(Dataset items)

******************************

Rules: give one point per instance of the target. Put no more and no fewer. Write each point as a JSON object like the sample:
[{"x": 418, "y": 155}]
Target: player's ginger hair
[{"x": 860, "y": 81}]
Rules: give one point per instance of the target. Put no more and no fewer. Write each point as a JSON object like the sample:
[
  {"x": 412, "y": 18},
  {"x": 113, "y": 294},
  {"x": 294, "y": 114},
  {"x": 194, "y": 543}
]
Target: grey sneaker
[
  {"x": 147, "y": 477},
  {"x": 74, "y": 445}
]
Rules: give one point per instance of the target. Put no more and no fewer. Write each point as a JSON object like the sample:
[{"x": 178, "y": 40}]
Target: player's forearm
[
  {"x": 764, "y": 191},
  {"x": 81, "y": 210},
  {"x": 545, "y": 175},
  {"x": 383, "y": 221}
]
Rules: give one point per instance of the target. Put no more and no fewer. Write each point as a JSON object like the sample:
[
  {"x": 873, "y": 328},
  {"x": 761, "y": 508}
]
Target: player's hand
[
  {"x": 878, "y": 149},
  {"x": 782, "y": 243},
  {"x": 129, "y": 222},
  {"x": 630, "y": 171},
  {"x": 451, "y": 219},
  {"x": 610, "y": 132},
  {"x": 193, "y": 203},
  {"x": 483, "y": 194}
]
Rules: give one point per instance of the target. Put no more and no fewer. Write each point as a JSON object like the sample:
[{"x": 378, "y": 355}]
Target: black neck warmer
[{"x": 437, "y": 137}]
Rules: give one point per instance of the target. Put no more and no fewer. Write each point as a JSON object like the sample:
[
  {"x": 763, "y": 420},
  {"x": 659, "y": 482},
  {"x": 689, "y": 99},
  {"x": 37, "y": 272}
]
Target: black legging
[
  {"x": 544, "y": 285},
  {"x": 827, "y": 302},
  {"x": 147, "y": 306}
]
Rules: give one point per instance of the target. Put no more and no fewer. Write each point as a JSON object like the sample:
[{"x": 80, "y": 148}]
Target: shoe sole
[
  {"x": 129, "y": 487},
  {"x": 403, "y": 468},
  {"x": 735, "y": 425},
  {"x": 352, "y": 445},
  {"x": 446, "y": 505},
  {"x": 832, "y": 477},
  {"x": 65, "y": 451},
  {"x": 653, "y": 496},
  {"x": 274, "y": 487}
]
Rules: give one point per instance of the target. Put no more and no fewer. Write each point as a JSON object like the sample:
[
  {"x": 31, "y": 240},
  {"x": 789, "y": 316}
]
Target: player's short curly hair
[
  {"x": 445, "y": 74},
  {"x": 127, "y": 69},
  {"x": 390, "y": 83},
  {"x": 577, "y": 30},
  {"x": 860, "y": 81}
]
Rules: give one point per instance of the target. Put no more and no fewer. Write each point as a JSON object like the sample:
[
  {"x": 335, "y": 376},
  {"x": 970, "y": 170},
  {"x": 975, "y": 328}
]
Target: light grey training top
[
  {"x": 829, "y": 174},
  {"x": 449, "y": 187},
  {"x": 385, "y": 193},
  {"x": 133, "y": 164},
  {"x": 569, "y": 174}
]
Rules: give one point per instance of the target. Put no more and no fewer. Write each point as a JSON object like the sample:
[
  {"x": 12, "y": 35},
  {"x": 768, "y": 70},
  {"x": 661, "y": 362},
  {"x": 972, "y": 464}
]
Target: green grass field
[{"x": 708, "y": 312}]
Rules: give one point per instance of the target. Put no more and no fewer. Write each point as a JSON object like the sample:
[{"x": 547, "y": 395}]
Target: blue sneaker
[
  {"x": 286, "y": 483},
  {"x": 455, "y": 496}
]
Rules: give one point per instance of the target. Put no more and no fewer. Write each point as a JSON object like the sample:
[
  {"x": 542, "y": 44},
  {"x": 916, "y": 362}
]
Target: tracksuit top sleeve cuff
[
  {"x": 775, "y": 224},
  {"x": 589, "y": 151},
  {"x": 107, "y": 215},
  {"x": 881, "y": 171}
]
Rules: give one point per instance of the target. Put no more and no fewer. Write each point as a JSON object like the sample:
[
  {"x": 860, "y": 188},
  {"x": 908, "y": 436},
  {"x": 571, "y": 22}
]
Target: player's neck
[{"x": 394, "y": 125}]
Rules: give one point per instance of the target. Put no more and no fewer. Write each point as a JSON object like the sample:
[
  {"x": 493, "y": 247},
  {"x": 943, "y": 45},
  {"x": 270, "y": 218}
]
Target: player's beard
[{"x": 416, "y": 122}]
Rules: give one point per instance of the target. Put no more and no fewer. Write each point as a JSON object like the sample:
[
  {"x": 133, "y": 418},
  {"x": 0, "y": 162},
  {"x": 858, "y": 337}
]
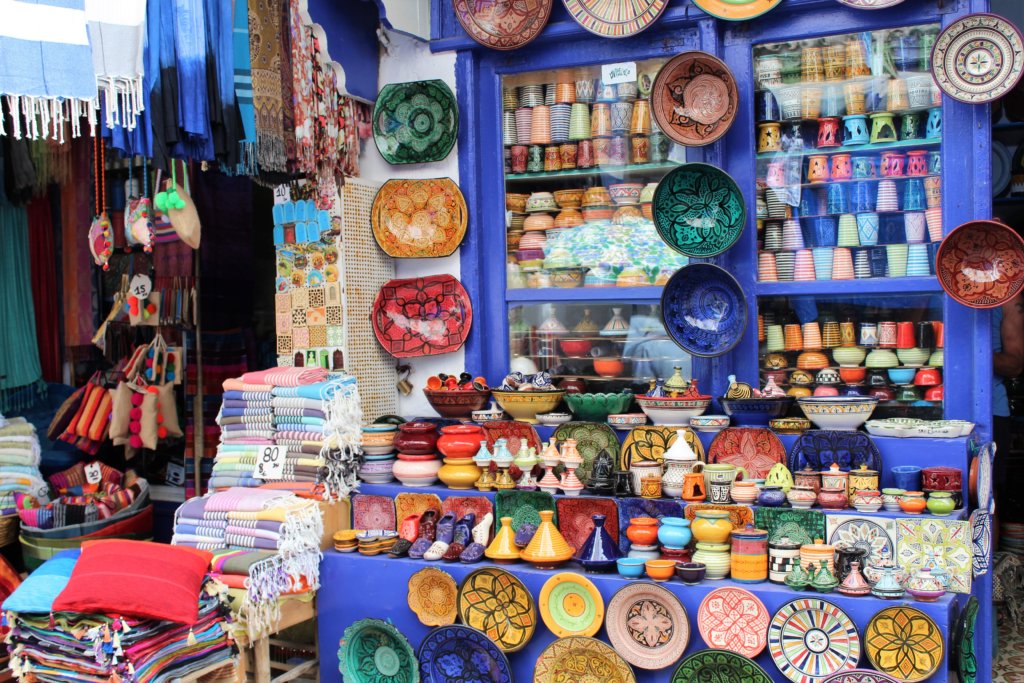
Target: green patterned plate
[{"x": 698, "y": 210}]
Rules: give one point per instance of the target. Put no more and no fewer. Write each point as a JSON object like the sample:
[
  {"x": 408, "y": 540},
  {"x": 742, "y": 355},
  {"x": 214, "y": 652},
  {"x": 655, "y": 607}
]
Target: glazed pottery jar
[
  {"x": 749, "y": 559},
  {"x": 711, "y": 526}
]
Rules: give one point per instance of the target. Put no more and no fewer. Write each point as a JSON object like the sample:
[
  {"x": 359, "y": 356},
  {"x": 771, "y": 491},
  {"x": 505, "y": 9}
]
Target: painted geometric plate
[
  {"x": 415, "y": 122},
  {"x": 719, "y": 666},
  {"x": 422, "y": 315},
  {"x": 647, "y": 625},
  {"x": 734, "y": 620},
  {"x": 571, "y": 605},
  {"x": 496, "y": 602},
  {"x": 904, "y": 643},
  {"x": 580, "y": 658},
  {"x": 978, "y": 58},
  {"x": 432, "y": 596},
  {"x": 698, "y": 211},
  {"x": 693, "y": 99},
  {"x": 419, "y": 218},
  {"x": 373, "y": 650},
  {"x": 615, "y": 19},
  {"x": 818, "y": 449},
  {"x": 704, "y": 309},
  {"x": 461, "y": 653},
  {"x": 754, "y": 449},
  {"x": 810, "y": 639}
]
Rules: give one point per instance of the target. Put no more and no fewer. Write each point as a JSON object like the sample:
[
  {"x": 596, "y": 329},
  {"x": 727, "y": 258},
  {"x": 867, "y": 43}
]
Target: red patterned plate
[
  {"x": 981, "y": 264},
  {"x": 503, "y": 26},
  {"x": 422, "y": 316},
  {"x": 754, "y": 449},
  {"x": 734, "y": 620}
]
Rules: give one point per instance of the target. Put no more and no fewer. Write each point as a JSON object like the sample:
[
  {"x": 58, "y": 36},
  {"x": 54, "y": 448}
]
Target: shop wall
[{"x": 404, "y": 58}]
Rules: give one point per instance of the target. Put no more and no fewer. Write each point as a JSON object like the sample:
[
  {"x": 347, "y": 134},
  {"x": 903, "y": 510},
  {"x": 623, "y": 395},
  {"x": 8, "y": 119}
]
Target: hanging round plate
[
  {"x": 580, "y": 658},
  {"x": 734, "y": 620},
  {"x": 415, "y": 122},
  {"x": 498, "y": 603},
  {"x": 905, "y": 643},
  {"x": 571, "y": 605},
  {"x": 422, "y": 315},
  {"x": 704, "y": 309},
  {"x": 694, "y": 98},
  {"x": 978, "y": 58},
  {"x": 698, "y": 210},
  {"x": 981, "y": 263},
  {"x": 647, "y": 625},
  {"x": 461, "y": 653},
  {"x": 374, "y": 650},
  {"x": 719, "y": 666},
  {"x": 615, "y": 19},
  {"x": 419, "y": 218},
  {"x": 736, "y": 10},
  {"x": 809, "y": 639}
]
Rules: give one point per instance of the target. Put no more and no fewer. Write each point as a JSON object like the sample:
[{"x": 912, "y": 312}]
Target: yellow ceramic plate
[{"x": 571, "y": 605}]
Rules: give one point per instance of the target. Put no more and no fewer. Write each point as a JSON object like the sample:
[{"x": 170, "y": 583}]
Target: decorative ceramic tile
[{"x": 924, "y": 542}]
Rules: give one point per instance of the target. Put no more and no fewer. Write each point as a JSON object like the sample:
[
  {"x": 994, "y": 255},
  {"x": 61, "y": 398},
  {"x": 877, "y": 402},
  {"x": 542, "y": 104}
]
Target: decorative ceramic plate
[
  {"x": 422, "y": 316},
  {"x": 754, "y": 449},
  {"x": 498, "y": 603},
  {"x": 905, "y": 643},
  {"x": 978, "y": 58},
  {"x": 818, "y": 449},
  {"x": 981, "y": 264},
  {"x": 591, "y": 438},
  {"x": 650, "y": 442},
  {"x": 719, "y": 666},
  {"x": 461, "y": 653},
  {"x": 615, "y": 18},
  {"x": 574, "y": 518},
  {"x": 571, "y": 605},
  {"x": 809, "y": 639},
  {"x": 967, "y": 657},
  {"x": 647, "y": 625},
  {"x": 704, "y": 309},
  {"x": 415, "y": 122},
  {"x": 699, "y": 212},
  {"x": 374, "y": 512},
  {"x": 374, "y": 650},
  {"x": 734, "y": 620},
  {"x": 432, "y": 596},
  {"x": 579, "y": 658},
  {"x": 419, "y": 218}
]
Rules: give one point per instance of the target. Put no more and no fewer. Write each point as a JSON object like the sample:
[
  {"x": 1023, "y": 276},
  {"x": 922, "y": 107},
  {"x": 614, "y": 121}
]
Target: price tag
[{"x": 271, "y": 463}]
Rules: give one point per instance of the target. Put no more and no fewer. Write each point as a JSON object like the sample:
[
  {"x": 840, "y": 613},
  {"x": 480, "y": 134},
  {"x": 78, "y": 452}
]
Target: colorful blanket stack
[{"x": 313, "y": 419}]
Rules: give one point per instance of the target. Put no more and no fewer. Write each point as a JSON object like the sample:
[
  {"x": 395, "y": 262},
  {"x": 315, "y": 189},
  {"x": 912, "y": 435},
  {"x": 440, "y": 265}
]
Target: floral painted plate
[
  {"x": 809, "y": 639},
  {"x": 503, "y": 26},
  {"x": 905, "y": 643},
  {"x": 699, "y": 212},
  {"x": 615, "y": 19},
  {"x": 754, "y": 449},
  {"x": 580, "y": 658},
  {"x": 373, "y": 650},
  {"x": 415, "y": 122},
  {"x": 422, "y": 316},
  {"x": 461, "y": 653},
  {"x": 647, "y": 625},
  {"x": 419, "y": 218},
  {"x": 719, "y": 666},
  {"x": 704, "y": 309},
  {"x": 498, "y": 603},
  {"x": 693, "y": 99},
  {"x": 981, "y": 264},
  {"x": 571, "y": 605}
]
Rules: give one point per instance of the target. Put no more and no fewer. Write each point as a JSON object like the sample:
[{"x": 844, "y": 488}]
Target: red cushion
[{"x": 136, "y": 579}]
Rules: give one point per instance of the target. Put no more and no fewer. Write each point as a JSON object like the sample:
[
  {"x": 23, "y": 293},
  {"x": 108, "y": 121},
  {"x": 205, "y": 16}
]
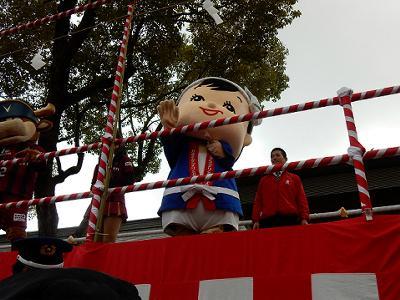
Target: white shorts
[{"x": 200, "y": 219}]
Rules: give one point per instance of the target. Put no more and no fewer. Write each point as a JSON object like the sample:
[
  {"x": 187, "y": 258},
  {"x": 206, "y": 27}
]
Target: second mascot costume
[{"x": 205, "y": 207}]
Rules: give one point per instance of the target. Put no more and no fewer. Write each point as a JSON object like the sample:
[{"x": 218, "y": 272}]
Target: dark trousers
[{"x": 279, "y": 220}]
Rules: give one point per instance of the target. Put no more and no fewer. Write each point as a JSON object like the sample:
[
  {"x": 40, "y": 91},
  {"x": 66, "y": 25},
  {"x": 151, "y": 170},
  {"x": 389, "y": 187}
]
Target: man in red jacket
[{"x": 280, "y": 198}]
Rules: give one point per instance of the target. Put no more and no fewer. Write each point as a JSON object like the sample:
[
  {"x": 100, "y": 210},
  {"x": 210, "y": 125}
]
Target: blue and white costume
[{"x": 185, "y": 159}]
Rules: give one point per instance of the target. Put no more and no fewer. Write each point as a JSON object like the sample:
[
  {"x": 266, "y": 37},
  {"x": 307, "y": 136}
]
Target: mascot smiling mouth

******************************

> [WRITTEN PROBLEM] Gather every line of the records above that contains the word "mascot", and list those lines.

> [TASK OUTPUT]
Target: second mascot costume
Target: mascot smiling mouth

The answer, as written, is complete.